### INSTRUCTION
Give as a JSON list of strings, one per line and with blank lines left out, the part of the records that opens with the line containing "Where can the blue checkered" and runs through the end of the records.

### INFORMATION PROVIDED

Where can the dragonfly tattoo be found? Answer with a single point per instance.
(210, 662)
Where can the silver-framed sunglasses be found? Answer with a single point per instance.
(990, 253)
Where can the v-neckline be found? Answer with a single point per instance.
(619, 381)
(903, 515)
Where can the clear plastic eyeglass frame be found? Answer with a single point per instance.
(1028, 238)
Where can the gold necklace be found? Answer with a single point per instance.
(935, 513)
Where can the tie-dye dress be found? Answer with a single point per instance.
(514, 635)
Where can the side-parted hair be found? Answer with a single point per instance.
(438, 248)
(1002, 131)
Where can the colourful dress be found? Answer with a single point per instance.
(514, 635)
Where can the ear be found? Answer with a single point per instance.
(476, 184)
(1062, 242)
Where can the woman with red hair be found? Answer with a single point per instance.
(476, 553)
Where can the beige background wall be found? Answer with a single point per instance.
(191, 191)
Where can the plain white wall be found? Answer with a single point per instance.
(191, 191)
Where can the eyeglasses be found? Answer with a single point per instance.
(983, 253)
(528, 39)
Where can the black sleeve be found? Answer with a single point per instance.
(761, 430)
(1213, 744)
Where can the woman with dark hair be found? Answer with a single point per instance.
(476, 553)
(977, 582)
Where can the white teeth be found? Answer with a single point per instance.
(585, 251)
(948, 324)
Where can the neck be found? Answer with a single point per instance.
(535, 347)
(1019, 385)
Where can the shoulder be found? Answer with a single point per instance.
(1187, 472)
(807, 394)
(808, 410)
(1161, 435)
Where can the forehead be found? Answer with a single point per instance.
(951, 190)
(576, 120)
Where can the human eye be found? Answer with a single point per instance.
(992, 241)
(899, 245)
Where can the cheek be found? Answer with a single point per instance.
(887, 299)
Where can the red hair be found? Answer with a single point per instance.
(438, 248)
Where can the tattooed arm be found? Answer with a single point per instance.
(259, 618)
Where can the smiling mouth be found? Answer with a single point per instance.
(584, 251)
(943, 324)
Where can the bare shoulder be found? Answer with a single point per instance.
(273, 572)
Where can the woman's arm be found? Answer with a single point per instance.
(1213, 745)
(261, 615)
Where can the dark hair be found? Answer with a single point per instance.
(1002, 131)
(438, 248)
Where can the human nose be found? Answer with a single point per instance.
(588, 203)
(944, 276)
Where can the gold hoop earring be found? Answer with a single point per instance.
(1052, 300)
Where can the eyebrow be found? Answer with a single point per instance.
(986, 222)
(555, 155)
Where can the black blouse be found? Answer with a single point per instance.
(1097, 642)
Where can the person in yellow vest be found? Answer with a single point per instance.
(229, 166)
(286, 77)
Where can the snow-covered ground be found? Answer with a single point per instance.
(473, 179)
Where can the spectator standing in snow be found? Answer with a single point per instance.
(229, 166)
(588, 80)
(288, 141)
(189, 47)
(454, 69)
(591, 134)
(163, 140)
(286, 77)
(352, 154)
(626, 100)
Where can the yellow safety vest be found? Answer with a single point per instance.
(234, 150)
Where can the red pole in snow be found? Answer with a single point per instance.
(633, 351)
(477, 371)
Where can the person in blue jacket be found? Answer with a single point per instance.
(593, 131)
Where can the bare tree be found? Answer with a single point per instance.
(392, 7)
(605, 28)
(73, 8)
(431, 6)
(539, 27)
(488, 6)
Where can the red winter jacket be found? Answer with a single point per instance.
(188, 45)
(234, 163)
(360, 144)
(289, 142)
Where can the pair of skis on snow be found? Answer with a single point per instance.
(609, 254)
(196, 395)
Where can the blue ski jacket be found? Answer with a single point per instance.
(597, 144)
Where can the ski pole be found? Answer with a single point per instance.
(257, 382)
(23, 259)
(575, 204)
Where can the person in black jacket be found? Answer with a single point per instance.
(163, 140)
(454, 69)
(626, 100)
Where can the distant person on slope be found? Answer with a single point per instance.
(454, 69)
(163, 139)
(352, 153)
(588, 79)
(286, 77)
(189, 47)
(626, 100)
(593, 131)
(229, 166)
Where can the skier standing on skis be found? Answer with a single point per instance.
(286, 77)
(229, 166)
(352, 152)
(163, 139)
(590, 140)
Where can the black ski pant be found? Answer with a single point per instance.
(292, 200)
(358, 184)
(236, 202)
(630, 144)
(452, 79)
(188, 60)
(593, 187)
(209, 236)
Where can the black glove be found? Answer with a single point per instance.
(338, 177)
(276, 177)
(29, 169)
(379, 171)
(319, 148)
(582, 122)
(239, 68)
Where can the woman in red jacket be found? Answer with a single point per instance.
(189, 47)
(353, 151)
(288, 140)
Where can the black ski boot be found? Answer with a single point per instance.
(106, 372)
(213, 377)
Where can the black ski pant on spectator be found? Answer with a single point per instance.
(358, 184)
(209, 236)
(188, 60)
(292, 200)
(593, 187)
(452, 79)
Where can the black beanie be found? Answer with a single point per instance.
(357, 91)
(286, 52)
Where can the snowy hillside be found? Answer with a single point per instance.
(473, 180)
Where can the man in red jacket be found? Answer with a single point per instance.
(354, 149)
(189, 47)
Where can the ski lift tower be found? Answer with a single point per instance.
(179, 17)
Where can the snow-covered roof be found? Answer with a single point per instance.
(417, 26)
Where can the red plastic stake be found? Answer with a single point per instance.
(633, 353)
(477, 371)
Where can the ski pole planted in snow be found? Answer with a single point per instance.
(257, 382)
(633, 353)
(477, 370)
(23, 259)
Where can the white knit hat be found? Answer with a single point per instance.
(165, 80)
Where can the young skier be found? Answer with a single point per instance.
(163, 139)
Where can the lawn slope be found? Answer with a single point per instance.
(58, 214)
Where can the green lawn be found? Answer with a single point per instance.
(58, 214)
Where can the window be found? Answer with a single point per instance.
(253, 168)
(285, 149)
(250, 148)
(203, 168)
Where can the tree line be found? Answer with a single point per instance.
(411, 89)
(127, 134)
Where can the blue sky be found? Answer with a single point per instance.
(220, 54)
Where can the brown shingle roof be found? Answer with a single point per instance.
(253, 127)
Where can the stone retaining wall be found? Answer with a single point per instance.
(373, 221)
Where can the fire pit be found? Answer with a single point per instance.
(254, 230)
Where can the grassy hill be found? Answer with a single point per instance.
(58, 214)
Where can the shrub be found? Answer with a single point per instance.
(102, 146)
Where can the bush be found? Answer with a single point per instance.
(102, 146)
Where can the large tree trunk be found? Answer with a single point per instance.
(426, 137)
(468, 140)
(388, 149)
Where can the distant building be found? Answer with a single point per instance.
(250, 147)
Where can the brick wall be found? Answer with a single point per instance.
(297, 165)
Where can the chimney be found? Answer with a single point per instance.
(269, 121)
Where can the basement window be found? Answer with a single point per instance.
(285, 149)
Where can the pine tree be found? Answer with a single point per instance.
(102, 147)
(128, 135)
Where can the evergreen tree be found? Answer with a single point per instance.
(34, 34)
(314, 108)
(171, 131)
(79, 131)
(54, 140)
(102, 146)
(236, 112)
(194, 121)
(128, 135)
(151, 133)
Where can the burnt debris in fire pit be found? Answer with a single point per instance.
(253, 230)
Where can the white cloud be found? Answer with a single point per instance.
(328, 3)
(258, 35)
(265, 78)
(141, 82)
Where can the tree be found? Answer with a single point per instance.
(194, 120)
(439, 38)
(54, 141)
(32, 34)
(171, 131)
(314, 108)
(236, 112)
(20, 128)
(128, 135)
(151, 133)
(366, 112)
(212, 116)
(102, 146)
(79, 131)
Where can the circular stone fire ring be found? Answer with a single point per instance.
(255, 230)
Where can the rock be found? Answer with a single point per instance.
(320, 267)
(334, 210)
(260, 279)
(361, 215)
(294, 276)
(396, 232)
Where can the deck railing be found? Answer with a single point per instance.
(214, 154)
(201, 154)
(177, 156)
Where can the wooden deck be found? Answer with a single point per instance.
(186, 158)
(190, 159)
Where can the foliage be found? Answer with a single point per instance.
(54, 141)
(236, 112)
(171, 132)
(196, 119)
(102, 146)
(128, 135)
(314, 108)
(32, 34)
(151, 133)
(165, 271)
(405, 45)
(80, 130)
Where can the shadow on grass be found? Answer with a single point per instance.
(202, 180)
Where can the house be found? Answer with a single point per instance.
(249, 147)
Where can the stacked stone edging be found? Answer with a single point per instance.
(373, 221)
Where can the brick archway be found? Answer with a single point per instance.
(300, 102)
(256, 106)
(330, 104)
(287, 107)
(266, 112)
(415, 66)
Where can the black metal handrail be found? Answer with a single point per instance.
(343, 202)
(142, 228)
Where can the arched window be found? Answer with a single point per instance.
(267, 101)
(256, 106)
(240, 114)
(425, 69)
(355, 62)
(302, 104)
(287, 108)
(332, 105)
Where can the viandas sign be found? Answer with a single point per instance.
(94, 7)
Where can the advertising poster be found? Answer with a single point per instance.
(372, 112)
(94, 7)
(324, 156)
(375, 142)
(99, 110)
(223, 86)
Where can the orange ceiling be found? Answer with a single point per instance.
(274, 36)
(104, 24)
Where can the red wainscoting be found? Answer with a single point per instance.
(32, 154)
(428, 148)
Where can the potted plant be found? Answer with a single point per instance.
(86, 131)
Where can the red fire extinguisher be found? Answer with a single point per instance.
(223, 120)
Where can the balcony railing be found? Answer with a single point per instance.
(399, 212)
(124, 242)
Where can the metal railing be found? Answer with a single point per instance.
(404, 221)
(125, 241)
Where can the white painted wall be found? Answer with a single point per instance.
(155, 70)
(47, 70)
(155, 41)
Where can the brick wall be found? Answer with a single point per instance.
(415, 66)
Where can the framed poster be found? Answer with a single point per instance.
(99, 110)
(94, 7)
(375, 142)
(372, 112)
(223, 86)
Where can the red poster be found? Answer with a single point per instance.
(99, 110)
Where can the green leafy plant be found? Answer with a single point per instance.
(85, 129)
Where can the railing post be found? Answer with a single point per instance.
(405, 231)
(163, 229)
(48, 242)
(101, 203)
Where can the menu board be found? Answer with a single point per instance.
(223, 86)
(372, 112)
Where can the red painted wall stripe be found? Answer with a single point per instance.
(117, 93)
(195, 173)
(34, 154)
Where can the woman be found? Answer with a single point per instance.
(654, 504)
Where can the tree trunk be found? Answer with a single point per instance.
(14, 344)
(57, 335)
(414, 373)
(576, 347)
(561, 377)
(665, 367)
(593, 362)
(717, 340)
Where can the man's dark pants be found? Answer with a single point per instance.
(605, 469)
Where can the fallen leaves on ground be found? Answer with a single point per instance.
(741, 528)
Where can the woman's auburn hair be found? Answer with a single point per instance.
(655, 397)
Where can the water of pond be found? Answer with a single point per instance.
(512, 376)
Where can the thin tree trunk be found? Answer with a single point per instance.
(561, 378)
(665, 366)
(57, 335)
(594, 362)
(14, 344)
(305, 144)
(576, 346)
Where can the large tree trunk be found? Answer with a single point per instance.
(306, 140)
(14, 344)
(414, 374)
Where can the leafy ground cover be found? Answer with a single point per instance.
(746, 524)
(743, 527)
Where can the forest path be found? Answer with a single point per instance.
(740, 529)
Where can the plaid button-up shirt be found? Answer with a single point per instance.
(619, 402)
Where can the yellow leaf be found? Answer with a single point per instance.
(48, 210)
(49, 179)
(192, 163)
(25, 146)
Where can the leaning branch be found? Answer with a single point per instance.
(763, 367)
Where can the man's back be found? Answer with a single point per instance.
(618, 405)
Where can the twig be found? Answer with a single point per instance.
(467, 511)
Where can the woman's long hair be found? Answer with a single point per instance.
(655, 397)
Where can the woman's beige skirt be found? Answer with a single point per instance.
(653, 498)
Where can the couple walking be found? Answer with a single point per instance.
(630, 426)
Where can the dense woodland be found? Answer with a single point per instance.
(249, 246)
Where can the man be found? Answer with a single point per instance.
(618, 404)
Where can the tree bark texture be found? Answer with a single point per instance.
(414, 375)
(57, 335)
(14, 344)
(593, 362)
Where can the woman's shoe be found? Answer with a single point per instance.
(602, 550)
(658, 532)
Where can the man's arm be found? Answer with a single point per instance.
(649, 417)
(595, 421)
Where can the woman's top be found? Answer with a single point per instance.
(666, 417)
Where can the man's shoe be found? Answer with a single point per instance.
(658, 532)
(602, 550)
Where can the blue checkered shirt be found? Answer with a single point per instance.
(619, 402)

### OUTPUT OF THE TASK
[
  "Where can the blue checkered shirt be found? Answer with a single point per instance.",
  "(619, 402)"
]